- Selected extract -
"""

Mentorship, Colleagues, and Influence
Within Harvard and the NBER, Feldstein mentored young scholars and cultivated a collaborative culture that valued careful identification, data, and policy relevance. He built bridges among economists working in microeconomics, macroeconomics, public finance, and international economics, and he supported initiatives that enabled researchers to access administrative records and large datasets. His colleagues, among them Robert Hall, Christina Romer, James Poterba, and Ben Bernanke, worked with him in shaping the profession's standards and institutions, while a wide circle of students and coauthors carried his influence into academia, central banking, and government.
Public Voice and Honors
Beyond academia, Feldstein communicated complex ideas to broad audiences. He wrote frequent columns and essays for outlets such as the Wall Street Journal and Foreign Affairs, explaining the economics of deficits, tax reform, financial crises, and the risks and promises of global integration. He drew early attention to the structural vulnerabilities of the euro area and warned about the challenges of monetary union without full fiscal integration. His contributions were recognized with some of the profession's highest accolades, including the John Bates Clark Medal. He later served as president of the American Economic Association and was elected to leading scholarly academies in the United States.

"""

- To be done -
[1] Answer these questions from the Feldstein passage:
(a) Which four colleagues does the Feldstein passage name?
(b) Which two outlets carried his columns and essays?
(c) Which medal is named among his honors?
[2] Write a continuation of the Feldstein passage, picking up after its final sentence.

- Entries -

"""

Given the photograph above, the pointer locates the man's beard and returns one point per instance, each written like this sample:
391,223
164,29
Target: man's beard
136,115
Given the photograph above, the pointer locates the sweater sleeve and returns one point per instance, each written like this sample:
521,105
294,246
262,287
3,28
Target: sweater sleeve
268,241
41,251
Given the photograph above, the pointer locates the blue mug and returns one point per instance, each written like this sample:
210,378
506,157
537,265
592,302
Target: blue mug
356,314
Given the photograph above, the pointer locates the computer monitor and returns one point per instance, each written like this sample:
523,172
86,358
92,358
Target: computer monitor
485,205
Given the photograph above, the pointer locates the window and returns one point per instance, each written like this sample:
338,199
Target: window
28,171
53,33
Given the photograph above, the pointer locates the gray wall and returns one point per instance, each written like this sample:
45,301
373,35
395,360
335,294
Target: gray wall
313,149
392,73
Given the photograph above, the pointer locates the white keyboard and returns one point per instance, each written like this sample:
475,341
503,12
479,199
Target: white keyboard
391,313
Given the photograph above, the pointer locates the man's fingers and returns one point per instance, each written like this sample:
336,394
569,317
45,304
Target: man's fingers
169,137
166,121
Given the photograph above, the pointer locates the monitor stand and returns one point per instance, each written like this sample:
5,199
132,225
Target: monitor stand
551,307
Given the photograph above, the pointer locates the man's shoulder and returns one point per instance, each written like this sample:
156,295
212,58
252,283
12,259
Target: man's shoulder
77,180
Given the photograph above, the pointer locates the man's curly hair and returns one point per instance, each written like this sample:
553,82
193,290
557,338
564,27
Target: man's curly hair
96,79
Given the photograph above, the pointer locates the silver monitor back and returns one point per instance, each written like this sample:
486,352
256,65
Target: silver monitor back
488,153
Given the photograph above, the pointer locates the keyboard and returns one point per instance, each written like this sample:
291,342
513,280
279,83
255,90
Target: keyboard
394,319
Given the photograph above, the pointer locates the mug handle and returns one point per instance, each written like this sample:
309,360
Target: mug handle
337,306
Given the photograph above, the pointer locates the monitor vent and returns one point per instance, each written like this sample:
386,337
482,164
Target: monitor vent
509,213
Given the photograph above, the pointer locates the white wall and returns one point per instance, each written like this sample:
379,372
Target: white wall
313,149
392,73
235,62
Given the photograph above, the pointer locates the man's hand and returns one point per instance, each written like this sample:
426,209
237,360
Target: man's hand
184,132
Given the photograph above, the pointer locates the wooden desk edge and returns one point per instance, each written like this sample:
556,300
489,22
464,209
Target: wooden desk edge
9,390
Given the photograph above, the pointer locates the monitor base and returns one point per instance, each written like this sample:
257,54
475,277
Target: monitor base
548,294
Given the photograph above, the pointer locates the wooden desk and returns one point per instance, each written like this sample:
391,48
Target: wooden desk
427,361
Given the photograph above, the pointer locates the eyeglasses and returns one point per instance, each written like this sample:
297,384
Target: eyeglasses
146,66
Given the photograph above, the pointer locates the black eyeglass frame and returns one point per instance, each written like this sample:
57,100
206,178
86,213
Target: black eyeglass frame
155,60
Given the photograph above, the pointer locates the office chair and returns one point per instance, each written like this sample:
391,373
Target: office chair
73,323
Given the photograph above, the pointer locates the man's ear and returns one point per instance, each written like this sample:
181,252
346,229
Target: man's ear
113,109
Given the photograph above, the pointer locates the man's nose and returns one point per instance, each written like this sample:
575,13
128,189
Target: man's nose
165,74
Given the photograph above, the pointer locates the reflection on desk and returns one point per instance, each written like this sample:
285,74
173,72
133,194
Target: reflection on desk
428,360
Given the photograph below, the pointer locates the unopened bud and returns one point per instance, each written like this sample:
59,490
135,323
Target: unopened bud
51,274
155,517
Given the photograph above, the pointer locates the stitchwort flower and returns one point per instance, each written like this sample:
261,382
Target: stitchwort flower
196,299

"""

- Outputs -
[1]
(a) Robert Hall, Christina Romer, James Poterba, and Ben Bernanke
(b) The Wall Street Journal and Foreign Affairs
(c) The John Bates Clark Medal

[2]
Personal Life and Legacy
Feldstein married Kathleen Feldstein, an economist and writer, and their partnership extended from personal life to shared interests in policy and public discussion. Those who worked with him recall his combination of intellectual independence, empirical rigor, and institutional entrepreneurship. He demonstrated how academic research could illuminate real policy choices, yet he also emphasized the uncertainties and trade-offs that responsible policymakers must face. The institutions he strengthened, especially the NBER, and the many economists he trained and supported, remain central to economic research and policy analysis.
Final Years
Feldstein continued to teach, write, and advise long after leaving government service. During the financial turmoil of the late 2000s and the subsequent recovery, he offered guidance on financial stability, fiscal consolidation, and growth. He remained active in debates over entitlement reform and tax policy, arguing for sustainable public finances while safeguarding incentives for work and investment. Martin S. Feldstein died in 2019 at the age of 80. His legacy endures in the research agendas he helped define, the students and colleagues he inspired, and the institutions he built to connect economic science with the challenges of public policy.